## start ENTRIES PROVIDED

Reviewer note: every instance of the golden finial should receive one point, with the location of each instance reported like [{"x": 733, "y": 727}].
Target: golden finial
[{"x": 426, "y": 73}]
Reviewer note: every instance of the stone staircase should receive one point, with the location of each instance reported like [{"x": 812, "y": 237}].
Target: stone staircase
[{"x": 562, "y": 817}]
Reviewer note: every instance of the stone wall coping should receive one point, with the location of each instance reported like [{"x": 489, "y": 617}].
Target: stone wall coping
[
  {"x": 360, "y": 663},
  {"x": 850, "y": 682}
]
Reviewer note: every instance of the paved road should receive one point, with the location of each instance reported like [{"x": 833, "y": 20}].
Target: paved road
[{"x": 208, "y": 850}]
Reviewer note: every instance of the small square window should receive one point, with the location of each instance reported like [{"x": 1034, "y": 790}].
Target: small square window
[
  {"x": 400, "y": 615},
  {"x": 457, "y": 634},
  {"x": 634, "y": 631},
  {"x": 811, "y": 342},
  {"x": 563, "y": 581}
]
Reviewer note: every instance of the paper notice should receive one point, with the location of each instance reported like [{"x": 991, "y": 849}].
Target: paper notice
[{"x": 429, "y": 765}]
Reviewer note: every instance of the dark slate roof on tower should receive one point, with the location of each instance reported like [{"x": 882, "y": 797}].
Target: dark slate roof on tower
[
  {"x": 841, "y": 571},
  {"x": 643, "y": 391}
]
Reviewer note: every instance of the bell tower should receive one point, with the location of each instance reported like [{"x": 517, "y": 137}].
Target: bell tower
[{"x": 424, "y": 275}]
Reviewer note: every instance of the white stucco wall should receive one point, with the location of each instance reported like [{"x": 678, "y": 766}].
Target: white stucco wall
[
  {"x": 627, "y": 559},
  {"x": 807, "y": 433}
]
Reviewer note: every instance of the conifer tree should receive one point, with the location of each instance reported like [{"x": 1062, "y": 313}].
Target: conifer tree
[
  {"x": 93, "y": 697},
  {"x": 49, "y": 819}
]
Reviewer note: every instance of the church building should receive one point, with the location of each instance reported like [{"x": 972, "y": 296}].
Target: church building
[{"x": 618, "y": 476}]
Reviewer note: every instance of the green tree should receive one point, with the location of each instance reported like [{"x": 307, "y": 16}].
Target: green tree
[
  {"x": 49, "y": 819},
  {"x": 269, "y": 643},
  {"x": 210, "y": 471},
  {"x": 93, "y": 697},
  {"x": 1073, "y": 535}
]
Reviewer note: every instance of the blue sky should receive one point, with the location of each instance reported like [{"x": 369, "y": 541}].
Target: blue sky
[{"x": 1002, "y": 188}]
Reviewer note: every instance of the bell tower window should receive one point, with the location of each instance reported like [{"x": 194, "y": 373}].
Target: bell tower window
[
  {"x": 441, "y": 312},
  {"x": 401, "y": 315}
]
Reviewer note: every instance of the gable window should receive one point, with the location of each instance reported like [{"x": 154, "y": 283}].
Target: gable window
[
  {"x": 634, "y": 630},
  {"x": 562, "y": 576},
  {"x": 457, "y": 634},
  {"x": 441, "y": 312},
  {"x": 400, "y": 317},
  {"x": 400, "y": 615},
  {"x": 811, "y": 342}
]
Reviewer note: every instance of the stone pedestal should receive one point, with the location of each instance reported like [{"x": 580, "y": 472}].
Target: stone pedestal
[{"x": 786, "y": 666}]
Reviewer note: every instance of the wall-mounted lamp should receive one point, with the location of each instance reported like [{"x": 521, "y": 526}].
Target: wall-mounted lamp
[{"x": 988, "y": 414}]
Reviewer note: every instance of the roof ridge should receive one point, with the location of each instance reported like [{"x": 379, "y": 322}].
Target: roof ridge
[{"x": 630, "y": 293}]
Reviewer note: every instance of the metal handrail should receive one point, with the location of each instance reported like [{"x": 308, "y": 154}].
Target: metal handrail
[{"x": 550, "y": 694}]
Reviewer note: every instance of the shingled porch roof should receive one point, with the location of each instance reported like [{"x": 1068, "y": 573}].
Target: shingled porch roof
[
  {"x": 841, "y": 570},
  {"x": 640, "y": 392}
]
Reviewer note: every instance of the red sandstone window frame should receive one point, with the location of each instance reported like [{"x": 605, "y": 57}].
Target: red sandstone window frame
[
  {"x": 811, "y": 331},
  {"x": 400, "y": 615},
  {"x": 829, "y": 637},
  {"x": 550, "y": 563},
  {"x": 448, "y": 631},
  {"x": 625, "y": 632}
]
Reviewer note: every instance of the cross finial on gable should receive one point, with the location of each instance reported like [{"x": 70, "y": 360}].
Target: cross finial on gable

## end ENTRIES PROVIDED

- WHAT YOU SHOULD DO:
Transcribe the entire listing above precisely.

- EXERCISE RESULT:
Reviewer note: every instance of the golden finial should receive one point, with the location of each instance reported like [{"x": 733, "y": 727}].
Target: golden finial
[{"x": 426, "y": 73}]
Reviewer note: every instance of the stone staircase should receive one point, with the location of each instance reported like [{"x": 812, "y": 237}].
Target: stone staircase
[{"x": 562, "y": 817}]
Reviewer note: every instance of the stone wall coping should receive one point, with the location of each instance reported like [{"x": 489, "y": 617}].
Target: stone wall coping
[
  {"x": 360, "y": 663},
  {"x": 850, "y": 682}
]
Reviewer note: every instance of the paved road should receive one point, with the location of each instance reported like [{"x": 833, "y": 20}].
Target: paved road
[{"x": 208, "y": 850}]
Reviewer note: every instance of the small square window should receive one point, with the location of each instance reported like [{"x": 1034, "y": 790}].
Target: small square window
[
  {"x": 400, "y": 615},
  {"x": 457, "y": 634},
  {"x": 634, "y": 631},
  {"x": 811, "y": 342},
  {"x": 563, "y": 581}
]
Reviewer note: every instance of the paper notice should receive one point, with the location of each instance reported like [{"x": 991, "y": 849}].
Target: paper notice
[{"x": 429, "y": 765}]
Reviewer note: every instance of the dark slate roof on tower should receive one point, with the location of each instance reported like [{"x": 882, "y": 797}].
Target: dark slate roof on tower
[
  {"x": 841, "y": 571},
  {"x": 643, "y": 391}
]
Reviewer note: every instance of the bell tower should receive one point, with the location of each instance reported like [{"x": 517, "y": 137}].
Target: bell tower
[{"x": 424, "y": 275}]
Reviewer note: every instance of the white stucco wall should receive one point, with the location of each instance reported like [{"x": 678, "y": 766}].
Target: white stucco wall
[
  {"x": 627, "y": 559},
  {"x": 807, "y": 433}
]
Reviewer note: every instance of the conifer tree should receive one point, with the location of each instance reported like [{"x": 1062, "y": 313}].
Target: conifer tree
[
  {"x": 93, "y": 697},
  {"x": 49, "y": 819}
]
Reviewer note: every instance of the church building should receive one point, with the location of each instance reported like [{"x": 972, "y": 296}].
Target: church building
[{"x": 618, "y": 476}]
Reviewer note: every instance of the green tree should receive one point, with the location of each instance reported like [{"x": 307, "y": 16}].
Target: green tree
[
  {"x": 49, "y": 819},
  {"x": 269, "y": 643},
  {"x": 210, "y": 471},
  {"x": 93, "y": 697},
  {"x": 1073, "y": 535}
]
Reviewer note: every instance of the blue sky should receive one point, with the location of each instance reported like [{"x": 369, "y": 541}].
Target: blue sky
[{"x": 1002, "y": 188}]
Reviewer note: every instance of the bell tower window should receive one point, with the location of each instance reported like [{"x": 194, "y": 373}].
Target: bell tower window
[
  {"x": 441, "y": 312},
  {"x": 401, "y": 315}
]
Reviewer note: every instance of the gable window should receive one point, with the location of each instance reported like [{"x": 154, "y": 283}].
Target: gable window
[
  {"x": 634, "y": 630},
  {"x": 562, "y": 576},
  {"x": 457, "y": 634},
  {"x": 441, "y": 312},
  {"x": 400, "y": 317},
  {"x": 400, "y": 615},
  {"x": 811, "y": 342}
]
Reviewer note: every instance of the stone pedestal should receive one point, with the location of each instance reported like [{"x": 580, "y": 472}].
Target: stone pedestal
[{"x": 786, "y": 666}]
Reviewer note: every instance of the wall-mounted lamp should receive one point, with the location of each instance reported like [{"x": 521, "y": 526}].
Target: wall-mounted lamp
[{"x": 988, "y": 414}]
Reviewer note: every instance of the roof ridge should receive one point, with the location of each instance reported like [{"x": 379, "y": 322}].
Target: roof ridge
[{"x": 630, "y": 293}]
Reviewer note: every instance of the metal handrail should receive one point, with the location of each instance reported like [{"x": 308, "y": 154}].
Target: metal handrail
[{"x": 550, "y": 694}]
Reviewer note: every instance of the shingled porch roof should receive one point, with the location of each instance reported like [{"x": 1068, "y": 573}].
Target: shingled porch roof
[
  {"x": 841, "y": 570},
  {"x": 640, "y": 392}
]
Reviewer note: every instance of the red sandstone window frame should receive one point, with the location of each instance reported like [{"x": 605, "y": 57}].
Target: red sandstone window frame
[
  {"x": 811, "y": 331},
  {"x": 400, "y": 615},
  {"x": 829, "y": 637},
  {"x": 550, "y": 563},
  {"x": 448, "y": 631},
  {"x": 625, "y": 632}
]
Reviewer note: every instance of the cross finial on gable should receive one point, with the location of each instance reported like [{"x": 70, "y": 360}].
Target: cross finial on gable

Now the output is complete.